--- Given passage ---
########################################
Once a pericardial effusion is discovered, evaluate the patient for evidence of hemodynamic compromise. Echocardiographic signs include (1) diastolic collapse of the right atrium (highly specific and sensitive for tamponade, especially when the collapse occurs for more than a third of the cardiac cycle)112; (2) early diastolic collapse of the right ventricular free wall (less sensitive than right atrial collapse but specific for tamponade)113; (3) left atrial collapse (a very specific sign of tamponade)114; (4) a small, slitlike, hyperkinetic left ventricle; (5) dilation of the hepatic veins and IVC; and (6) swinging of the heart to and fro within the pericardial sac.115 The presence of any of these signs should alert the clinician to the possibility of hemodynamic instability. Obtain expert consultation if there is any uncertainty about the ultrasound findings.
########################################
--- Exercise brief ---
Continue the passage on echocardiographic signs of pericardial tamponade, starting after its last sentence. You can ignore the records that follow this text.

--- Data for analysis ---
########################################
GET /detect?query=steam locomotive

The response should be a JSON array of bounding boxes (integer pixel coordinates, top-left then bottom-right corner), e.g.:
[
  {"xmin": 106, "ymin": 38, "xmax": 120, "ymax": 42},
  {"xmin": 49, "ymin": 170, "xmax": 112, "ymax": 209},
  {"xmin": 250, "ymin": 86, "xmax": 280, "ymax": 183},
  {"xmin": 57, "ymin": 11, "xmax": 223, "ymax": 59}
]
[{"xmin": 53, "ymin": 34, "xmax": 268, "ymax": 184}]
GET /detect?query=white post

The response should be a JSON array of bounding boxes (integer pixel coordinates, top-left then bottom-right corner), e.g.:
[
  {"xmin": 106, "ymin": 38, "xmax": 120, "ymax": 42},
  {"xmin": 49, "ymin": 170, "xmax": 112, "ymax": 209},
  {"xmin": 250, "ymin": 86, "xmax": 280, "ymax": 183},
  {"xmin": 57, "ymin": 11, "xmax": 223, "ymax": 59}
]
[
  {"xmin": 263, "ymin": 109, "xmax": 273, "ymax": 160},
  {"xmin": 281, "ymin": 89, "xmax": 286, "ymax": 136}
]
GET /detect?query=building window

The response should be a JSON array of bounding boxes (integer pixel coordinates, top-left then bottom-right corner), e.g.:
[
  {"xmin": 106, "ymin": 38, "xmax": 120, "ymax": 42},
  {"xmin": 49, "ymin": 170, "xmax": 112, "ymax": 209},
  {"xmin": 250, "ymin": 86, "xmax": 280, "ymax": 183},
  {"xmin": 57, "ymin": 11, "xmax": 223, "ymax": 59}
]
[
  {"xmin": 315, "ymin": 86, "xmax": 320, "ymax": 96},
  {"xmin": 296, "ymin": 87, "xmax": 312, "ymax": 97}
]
########################################
--- Task answer ---
Limitations of Ultrasound: Ultrasound is the best diagnostic tool for pericardial effusion and tamponade, but great care must be taken when it is used as the only diagnostic modality. In a postoperative series of cardiac surgery patients, 60% of loculated effusions causing tamponade were missed on transthoracic echocardiography but were visualized with transesophageal echocardiography.116

Many ultrasound findings that suggest pericardial effusion are actually false positives. Examples include pericardial thickening, large pleural effusions, atelectasis, and mediastinal lesions.17 Epicardial (or anterior) fat pads can also be misinterpreted as pericardial effusions, although several details help distinguish between the two entities. First, epicardial fat pads tend to occur anteriorly, unlike circumferential effusions, which occur posteriorly. If a fat pad is suspected, multiple ultrasound views should be obtained to rule out a posterior effusion. Second, the echocardiographic appearance of an epicardial fat pad is isoechoic and homogeneous. This differs from blood in the pericardial space, which may look like fronds of clot waving within an anechoic (black) pericardial space. Third, an epicardial fat pad does not alter hemodynamics like tamponade does—it should not cause diastolic collapse of the right ventricular free wall, dilation of the IVC, or any signs indicating hemodynamic compromise. After careful examination, if doubt still exists regarding the presence of an effusion, hemodynamically stable patients should have a formal echocardiogram or CT scan.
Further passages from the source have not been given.